__Problem to work on__: Pick up the medical billing blog post on procrastination after its final sentence and keep writing it.

__Excerpted text__:
Monday, July 9, 2007

Medical Billing Tip - STOP PROCRASTINATING!

I found this article which can help ANY person in ANY business type, but I found that it hit home for me in my industry which is medical billing. I often work into the night, feeling that there is NEVER enough time during the day to get done all that I have to do. This can be a NASTY business practice - it invites a feeling of resentment toward's one's very own business.
Projects are a challenge and breaking a project down to reasonable pieces can be a BIGGER challenge.
Here is a list of 5 tips from an expert.
You can read more at www.ezinearticles.com
As you read this, think through these tips and how they relate to you and your duties as a professional medical biller!


Developing the skill of procrastinating over an activity that doesn’t have much impact on your business is not an issue. The problems start when you procrastinate over important and critical activities that have an impact on your productivity and increase your stress levels.

Here are five top tips to help you overcome procrastination.

1. Daily planning the night before.
People don't plan to fail; they do sometimes fail to plan. Without a plan of action in place before you arrive for work it’s too easy to get caught up in ‘stuff’. The phone rings, you get engrossed in your emails, someone pops into the office and you spend your time responding to the loudest voices rather than to the most important priorities. A plan of action, prepared the night before is like a roadmap for the next day. It focuses your brain on the important aspects of the day and creates a path of the steps you need to take to get you into productive action and away from procrastination.

2. Work with a clean desk.
Out of sight, out of mind. The reverse of that is also true. When it's in sight, it's in mind and most of us can’t help getting distracted. You’ll then create the danger of your time being directed to less important and easier tasks, causing you to put off more important activities. Working with a clean desk or clean work environment allows you to focus all your attention on the most important tasks…without other visual distractions.

__Extracted material__:
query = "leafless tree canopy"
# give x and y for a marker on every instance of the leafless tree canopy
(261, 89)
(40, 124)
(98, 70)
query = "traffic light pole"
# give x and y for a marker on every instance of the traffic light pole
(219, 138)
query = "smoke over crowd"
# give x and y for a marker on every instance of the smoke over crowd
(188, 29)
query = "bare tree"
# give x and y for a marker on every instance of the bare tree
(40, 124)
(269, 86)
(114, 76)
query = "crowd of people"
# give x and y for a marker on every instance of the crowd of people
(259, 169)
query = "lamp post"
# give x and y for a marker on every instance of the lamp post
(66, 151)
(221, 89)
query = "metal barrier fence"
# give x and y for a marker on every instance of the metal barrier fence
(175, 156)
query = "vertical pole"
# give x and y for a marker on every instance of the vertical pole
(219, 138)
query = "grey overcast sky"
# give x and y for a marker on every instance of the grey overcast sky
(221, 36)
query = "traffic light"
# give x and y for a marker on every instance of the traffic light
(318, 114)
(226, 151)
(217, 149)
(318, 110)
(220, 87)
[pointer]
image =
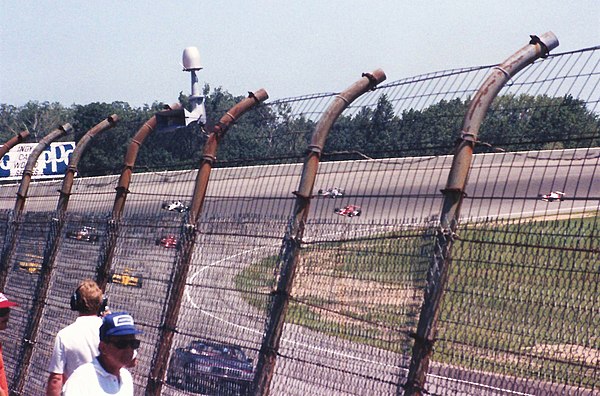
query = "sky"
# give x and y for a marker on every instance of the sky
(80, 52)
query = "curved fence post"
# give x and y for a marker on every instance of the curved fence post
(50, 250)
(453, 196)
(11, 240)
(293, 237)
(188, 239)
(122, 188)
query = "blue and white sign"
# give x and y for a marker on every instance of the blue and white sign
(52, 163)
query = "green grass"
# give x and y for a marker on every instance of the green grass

__Your response__:
3. Reduce large projects to bite-sized pieces.
How do you eat an elephant? One bite at a time!
Tomorrow you plan to work on a three-hour project. Unless you are very lucky, you won’t have three hours to work on any one activity. You have to deal with interruptions, meetings and anything else that crops up. That’s in addition to the challenge of a three-hour attention span! It’s easy to end up procrastinating on big tasks because you’ve not enough time to get it done. So, instead of scheduling the entire three-hour project for tomorrow, schedule a small bite: a step or two that might take 20 or 30 minutes. Then put the next step on the next day's ‘Action Plan’ list and the next step after that on the next day's plan. It may take you several days, but you will get that elephant eaten up, one bite at a time.

4. Plan around interruptions.
Interruptions tend to occur in identifiable patterns. You may get most of your interruptions early in the day rather than later in the day. You may get most of your interruptions early in the week rather than later in the week. So, if you plan a big project make sure it works with your normal schedule of activity. Don’t create stress for yourself before you begin. As soon as your interruptions arrive they will re-focus your attention, causing you to procrastinate what you really want to do. It’s so much easier swimming downstream with the current rather than against the tide. Therefore, plan those larger projects for quieter times of your day and week when you tend to get fewer interruptions.

5. Assign deadlines.
Have you ever failed to achieve a New Year's resolution? If so, that probably happened because you didn’t set a deadline. Deadlines will move you to action. Without a deadline, activities will end up in your ‘soon as possible’ pile, a never never land where items might get attended to some day, when you get the time. Create a deadline and you’ll be moved to action.

Now go do those sales and marketing activities you know will generate business for you!